Records for the task:

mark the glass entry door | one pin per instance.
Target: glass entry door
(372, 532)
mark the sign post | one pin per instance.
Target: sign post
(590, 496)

Problem statement: Repeat the whole listing exactly. Leave nothing out.

Answer to the exercise:
mark the glass entry door | one pin per instance.
Target: glass entry door
(372, 532)
mark the sign post | one pin per instance.
Target: sign post
(590, 496)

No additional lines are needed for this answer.